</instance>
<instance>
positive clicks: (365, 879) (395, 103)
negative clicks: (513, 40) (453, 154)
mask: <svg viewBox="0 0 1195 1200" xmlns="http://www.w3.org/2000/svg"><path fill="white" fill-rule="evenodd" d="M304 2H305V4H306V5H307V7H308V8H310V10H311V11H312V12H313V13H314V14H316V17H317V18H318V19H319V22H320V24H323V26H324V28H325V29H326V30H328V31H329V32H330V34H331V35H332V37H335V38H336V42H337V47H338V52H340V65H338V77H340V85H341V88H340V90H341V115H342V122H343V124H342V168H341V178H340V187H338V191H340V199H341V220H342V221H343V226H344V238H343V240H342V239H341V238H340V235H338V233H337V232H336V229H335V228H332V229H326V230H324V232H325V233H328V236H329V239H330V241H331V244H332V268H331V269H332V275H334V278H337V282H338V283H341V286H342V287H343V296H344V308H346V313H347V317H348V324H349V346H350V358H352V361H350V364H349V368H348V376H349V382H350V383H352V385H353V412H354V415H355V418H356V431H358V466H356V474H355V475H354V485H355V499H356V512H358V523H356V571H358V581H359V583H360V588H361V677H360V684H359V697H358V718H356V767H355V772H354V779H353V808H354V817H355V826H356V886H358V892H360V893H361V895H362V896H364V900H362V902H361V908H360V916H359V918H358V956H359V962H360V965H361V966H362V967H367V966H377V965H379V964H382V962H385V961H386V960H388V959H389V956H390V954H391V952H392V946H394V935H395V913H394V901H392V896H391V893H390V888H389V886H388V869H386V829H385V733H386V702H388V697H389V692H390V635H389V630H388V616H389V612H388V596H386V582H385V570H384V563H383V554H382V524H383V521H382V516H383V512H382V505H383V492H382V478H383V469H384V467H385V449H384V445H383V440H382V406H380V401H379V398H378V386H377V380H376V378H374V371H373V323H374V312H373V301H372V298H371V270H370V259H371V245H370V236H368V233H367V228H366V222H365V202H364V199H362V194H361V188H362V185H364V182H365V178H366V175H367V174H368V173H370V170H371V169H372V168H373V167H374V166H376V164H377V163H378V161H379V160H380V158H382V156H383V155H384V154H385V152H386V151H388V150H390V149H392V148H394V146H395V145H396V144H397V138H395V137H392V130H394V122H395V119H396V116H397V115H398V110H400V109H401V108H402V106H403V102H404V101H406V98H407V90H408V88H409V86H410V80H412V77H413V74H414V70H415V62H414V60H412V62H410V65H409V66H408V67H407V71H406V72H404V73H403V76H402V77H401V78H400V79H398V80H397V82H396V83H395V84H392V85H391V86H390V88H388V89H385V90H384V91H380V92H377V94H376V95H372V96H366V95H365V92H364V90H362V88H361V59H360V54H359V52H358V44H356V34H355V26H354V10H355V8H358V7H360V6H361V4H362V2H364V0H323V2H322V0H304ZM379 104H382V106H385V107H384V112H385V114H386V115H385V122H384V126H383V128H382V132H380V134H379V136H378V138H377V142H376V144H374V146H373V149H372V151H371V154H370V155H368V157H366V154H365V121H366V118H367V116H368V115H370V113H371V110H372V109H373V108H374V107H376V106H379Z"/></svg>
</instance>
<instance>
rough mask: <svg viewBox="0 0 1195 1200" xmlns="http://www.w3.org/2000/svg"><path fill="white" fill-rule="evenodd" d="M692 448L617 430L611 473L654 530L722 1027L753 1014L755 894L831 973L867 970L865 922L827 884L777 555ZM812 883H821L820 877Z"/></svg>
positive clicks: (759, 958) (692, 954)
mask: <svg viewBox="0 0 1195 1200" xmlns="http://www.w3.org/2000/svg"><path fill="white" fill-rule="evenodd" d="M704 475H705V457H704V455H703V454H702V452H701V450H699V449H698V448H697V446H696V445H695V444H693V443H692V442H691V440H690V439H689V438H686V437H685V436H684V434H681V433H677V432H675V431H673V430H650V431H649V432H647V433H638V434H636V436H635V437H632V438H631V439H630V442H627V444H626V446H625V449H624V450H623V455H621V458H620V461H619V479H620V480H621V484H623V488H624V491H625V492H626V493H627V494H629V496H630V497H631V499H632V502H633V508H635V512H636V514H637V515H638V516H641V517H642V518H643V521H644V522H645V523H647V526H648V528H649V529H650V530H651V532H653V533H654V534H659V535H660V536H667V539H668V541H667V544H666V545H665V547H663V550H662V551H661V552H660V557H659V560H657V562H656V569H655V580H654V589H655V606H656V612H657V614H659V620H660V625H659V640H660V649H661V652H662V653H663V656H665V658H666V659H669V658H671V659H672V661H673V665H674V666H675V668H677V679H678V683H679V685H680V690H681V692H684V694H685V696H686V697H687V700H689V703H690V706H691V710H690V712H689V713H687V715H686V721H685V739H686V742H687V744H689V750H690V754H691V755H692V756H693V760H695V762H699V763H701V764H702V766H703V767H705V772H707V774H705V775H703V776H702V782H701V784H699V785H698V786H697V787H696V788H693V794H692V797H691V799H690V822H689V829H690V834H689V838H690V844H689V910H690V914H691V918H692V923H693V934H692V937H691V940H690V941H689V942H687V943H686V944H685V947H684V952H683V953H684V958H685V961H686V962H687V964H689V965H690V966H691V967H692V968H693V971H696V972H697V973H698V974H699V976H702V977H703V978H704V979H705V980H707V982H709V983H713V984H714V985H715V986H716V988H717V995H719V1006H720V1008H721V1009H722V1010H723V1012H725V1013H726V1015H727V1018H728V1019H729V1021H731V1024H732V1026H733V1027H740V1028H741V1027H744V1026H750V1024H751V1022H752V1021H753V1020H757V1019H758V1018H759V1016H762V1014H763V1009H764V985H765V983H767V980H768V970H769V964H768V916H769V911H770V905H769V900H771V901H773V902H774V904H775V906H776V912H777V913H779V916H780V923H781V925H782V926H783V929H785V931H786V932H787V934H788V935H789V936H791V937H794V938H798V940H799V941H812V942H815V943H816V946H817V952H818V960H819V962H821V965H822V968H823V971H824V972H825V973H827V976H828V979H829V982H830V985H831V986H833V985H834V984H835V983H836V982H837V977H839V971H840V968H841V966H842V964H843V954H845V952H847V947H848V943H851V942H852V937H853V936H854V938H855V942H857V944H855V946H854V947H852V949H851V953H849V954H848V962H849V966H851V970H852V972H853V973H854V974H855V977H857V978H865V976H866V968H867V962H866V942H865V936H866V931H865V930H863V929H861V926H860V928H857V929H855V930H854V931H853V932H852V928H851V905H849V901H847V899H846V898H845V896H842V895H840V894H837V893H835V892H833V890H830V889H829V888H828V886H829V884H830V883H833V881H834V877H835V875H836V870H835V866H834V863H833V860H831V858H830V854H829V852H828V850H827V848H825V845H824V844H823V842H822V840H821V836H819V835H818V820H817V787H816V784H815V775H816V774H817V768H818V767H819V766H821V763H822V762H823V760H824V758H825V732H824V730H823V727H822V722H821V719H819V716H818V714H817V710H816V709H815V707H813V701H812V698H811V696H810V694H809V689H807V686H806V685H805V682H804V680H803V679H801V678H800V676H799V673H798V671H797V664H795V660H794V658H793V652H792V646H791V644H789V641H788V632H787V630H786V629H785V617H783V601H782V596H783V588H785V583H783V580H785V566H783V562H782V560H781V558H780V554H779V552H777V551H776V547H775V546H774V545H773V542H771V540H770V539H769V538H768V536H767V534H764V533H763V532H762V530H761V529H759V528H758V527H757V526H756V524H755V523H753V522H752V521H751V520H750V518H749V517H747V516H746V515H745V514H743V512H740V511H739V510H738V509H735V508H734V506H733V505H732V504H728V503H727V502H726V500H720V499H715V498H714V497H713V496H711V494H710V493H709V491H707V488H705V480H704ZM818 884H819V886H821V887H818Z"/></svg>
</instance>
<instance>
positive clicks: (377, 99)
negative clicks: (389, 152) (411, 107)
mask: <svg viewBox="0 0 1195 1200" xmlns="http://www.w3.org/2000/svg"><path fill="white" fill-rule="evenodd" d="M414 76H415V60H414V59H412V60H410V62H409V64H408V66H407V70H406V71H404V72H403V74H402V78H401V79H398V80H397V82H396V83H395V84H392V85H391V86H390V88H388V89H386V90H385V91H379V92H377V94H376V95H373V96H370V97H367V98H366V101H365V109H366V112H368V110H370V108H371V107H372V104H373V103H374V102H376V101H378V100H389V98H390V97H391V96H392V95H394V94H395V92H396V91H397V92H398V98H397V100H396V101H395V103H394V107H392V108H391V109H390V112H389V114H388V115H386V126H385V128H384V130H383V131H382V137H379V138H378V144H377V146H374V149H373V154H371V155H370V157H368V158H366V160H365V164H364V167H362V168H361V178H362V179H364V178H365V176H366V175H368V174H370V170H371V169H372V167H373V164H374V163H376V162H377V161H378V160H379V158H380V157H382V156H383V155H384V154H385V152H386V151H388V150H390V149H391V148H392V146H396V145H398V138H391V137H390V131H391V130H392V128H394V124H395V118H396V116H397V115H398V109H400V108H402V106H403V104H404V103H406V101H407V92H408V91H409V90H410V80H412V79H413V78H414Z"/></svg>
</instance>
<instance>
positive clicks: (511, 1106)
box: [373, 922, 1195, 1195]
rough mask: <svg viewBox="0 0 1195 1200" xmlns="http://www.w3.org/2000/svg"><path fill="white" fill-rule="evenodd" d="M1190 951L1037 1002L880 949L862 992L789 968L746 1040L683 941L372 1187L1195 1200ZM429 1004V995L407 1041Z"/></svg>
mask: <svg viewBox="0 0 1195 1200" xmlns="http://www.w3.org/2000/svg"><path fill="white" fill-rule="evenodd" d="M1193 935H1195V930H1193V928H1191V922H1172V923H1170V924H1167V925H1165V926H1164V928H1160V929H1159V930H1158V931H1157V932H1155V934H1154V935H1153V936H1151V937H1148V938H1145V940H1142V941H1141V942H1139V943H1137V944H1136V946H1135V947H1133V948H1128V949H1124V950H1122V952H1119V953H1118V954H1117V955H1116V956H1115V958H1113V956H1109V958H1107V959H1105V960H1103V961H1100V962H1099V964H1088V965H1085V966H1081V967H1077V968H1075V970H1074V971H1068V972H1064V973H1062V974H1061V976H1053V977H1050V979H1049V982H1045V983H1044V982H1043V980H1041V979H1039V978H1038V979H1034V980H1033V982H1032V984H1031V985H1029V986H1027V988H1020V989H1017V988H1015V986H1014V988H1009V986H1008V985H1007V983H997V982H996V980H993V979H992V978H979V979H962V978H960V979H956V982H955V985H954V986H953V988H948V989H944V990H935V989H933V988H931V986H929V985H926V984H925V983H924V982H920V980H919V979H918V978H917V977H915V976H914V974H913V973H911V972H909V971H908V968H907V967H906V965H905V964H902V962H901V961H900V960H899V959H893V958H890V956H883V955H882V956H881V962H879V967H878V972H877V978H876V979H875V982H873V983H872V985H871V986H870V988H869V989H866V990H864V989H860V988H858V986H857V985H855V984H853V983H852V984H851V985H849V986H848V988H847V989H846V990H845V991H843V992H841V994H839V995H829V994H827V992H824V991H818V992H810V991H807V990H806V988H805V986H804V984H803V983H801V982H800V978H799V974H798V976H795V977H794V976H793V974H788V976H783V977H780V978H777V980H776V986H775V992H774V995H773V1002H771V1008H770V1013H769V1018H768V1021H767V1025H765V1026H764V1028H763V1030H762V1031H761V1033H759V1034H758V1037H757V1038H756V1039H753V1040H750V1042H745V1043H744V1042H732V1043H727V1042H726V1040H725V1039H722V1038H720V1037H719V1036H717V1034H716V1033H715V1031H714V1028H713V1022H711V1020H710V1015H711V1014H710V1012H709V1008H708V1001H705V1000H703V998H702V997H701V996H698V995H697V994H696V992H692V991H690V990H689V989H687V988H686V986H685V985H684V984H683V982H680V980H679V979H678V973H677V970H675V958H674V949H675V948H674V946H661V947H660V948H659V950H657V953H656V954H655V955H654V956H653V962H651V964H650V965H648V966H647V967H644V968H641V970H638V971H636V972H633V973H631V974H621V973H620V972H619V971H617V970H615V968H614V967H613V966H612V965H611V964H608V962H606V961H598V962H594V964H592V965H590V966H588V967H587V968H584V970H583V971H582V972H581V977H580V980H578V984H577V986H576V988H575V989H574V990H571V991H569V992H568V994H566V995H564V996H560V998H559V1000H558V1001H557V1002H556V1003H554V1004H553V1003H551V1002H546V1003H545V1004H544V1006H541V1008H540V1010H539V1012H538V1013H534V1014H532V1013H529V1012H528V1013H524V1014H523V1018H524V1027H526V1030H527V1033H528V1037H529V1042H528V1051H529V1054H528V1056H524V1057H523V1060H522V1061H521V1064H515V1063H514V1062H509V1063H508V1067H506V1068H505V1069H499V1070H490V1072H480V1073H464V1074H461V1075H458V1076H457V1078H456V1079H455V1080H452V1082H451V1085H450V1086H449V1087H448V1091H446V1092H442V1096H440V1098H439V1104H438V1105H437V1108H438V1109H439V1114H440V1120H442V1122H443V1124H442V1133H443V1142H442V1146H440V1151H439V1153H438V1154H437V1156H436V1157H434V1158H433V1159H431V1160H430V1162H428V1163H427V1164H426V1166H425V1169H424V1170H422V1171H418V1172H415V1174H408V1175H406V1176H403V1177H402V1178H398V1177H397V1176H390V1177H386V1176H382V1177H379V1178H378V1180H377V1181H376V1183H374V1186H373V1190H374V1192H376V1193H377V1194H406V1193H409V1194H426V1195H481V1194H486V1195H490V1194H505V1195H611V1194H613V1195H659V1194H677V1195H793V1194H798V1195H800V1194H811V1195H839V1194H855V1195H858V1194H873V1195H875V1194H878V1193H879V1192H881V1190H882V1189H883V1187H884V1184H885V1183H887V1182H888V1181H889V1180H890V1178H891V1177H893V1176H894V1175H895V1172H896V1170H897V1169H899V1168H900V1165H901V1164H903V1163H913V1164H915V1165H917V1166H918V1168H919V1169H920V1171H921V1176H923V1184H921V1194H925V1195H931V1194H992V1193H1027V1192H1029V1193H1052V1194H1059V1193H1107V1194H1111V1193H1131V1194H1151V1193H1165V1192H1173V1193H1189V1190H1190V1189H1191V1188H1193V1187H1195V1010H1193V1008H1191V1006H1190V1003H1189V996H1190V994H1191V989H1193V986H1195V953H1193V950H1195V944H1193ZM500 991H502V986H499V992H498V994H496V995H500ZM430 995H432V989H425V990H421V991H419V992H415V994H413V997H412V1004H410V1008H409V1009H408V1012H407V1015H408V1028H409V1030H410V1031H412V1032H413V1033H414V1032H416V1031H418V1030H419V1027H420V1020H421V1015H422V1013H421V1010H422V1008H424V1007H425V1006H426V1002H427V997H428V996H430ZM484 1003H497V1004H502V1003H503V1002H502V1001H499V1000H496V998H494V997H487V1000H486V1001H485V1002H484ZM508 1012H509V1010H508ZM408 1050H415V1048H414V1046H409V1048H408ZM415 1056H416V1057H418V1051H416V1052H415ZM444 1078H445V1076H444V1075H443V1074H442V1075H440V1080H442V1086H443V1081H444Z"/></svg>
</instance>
____________
EXERCISE GOAL: In the listing above, reproduce the first line and each one after it through the line that contains "positive clicks: (365, 879) (395, 103)".

RESULT FOR THIS EXERCISE:
</instance>
<instance>
positive clicks: (365, 879) (395, 103)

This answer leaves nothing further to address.